*Work to complete*:
1) Decide whether each statement below agrees with the tokenizer article. Answer yes or no for each, and quote the words of the article that decide it.
(a) Before trying it, the author believed tokenization was the easy part.
(b) The two libraries returned the same word list for the sentence.
(c) The first notebook cell needs about a minute to set up.
2) In the tokenizer article, rename "libraries" to "toolkits" in the part that begins with "Then I gave" and ends with "runs in seconds.", and write out that part again.

Table of Contents
Last update: June 2026. All opinions are my own.
A small exploration of two of the most common English tokenizers in Python — and what their disagreement says about the assumption that "splitting a sentence into words" is a solved problem.
"How hard can it be to split a sentence into words?" — me, before I actually tried
I'd been reading about NLP and I had this comfortable belief that tokenization is the easy part. You split on whitespace, you peel off punctuation, you're done. Move on to the interesting stuff.
Then I gave the same sentence to two libraries and they gave me back two different word lists.
The setup
💻 Run it yourself — open the notebook in Colab ↗. No install needed. The first cell takes ~30s to set up nltk + spaCy + the English model, then everything below runs in seconds.
import nltk
import spacy
nltk.download("punkt_tab", quiet=True)
nlp = spacy.load("en_core_web_sm")

*Data lines*:
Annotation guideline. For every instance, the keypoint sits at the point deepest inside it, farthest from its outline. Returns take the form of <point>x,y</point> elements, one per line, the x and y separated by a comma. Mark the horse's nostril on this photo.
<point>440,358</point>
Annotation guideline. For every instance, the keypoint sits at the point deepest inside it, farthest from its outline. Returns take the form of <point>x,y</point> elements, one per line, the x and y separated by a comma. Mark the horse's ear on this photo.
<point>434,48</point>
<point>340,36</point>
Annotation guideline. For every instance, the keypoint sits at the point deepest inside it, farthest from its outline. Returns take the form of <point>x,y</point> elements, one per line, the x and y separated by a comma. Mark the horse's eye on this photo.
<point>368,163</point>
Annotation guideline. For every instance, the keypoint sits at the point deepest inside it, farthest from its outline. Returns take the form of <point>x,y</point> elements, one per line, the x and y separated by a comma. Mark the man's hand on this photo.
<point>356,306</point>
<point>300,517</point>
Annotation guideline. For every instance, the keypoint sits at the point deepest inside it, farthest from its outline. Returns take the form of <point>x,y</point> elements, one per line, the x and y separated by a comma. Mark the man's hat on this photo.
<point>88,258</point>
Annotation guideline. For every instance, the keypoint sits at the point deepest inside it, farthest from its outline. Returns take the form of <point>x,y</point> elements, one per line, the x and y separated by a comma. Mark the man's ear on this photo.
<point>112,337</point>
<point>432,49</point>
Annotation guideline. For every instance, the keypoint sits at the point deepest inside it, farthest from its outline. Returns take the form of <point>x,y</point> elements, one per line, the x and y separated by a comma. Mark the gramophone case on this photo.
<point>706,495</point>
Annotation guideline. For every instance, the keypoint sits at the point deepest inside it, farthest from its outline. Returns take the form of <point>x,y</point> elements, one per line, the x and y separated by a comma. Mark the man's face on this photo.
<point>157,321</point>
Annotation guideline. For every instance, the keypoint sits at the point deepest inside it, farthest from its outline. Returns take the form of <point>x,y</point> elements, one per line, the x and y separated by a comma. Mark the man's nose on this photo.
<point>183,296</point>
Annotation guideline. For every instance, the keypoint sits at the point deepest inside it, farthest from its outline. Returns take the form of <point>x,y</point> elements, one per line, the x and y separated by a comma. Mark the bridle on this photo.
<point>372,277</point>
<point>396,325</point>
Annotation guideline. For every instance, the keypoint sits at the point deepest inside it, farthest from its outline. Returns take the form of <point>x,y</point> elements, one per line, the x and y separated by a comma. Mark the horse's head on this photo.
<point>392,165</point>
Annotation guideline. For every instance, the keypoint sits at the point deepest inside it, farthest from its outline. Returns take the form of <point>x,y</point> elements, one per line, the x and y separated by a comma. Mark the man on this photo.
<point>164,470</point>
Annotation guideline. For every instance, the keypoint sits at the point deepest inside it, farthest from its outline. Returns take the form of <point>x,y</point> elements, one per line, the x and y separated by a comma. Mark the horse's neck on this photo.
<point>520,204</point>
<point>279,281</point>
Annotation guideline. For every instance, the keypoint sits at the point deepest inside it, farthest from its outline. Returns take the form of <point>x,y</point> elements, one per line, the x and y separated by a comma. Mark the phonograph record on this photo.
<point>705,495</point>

*Answers to the problems*:
1)
(a) Yes: "I had this comfortable belief that tokenization is the easy part"
(b) No: "they gave me back two different word lists"
(c) No: "The first cell takes ~30s to set up nltk + spaCy + the English model"

2)
Then I gave the same sentence to two toolkits and they gave me back two different word lists.
The setup
💻 Run it yourself — open the notebook in Colab ↗. No install needed. The first cell takes ~30s to set up nltk + spaCy + the English model, then everything below runs in seconds.